[YOUR INSTRUCTIONS]: Reproduce the stretch of the material below from the line containing "Would you be able to indicate the duck's neck" through the end of the material, requests included. Add 110 to every coordinate value in the answers.

[Data drawn from a collection]
━━━━━━━━━━━━━━━━

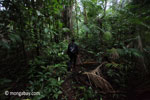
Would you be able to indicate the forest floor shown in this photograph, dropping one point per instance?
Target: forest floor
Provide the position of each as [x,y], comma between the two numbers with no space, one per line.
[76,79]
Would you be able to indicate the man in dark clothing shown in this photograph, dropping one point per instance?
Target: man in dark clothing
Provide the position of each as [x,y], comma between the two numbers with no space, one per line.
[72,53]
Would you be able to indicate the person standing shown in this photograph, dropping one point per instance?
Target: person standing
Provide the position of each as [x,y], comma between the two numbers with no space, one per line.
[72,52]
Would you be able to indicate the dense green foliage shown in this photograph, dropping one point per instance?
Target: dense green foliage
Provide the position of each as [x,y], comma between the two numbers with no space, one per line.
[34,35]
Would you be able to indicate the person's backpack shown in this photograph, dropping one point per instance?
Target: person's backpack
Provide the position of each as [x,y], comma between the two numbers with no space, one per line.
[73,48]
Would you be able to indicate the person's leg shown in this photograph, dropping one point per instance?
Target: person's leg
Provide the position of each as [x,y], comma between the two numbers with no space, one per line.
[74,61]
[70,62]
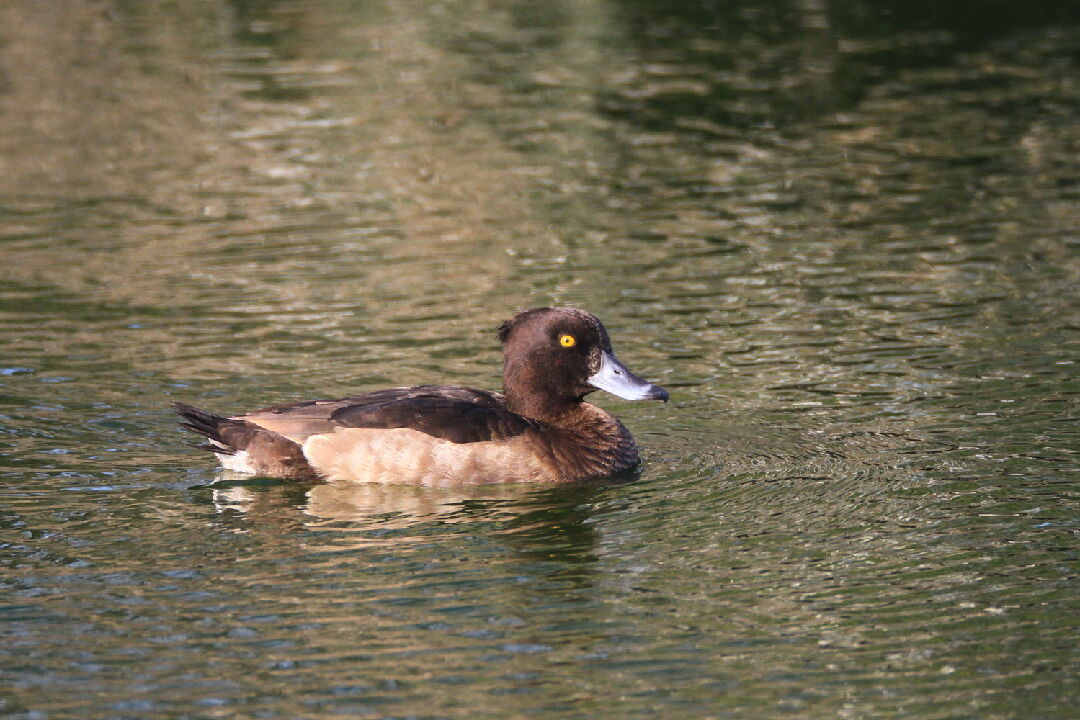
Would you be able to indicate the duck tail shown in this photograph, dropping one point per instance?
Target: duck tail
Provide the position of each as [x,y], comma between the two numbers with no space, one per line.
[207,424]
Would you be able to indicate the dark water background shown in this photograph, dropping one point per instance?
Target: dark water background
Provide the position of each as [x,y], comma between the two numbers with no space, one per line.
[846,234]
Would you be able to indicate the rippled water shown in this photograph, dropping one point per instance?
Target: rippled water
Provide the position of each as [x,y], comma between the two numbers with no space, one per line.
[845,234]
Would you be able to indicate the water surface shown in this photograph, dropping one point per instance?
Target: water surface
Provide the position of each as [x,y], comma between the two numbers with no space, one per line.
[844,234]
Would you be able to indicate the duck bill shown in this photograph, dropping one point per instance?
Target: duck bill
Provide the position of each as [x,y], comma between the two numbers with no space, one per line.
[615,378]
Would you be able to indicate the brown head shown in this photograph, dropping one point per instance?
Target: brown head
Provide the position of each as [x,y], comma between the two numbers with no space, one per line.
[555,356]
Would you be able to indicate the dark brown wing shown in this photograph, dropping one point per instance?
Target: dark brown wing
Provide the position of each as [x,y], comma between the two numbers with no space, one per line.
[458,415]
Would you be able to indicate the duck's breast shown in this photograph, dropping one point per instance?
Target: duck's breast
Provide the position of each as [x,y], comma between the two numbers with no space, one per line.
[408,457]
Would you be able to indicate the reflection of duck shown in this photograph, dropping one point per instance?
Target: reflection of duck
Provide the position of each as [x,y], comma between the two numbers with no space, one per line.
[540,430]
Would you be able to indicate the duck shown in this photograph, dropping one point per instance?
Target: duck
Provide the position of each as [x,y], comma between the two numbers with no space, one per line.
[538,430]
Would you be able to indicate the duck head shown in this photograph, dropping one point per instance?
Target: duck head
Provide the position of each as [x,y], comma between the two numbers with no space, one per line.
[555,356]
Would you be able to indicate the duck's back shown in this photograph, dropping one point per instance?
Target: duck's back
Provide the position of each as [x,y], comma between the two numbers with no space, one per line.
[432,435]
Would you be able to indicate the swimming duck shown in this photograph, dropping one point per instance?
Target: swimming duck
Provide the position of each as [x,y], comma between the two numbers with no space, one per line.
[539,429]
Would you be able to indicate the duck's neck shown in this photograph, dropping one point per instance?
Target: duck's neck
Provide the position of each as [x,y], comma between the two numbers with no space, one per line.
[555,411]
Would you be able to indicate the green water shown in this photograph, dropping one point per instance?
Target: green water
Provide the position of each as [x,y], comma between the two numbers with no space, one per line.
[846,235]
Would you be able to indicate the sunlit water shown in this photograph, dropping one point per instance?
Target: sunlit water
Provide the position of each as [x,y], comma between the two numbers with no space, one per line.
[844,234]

━━━━━━━━━━━━━━━━

[RESULT]:
Would you be able to indicate the duck's neck shown in this photograph, dropping one point per instance?
Target: duck's neck
Provide the position of each as [x,y], comma between the two numbers with no space, one per line.
[665,521]
Would you be able to indicate the green water shown in this photograph, dropping one point per instance?
Target: green water
Provide the position of each as [x,y], comma between the two numbers with no space, one per line.
[956,345]
Would you be able to indicate the sunlit water shown in this photograph, dropping one point per instance?
Target: sunlit water
Provide the position of each as [x,y], comma between the two numbers with no space, one per line.
[954,344]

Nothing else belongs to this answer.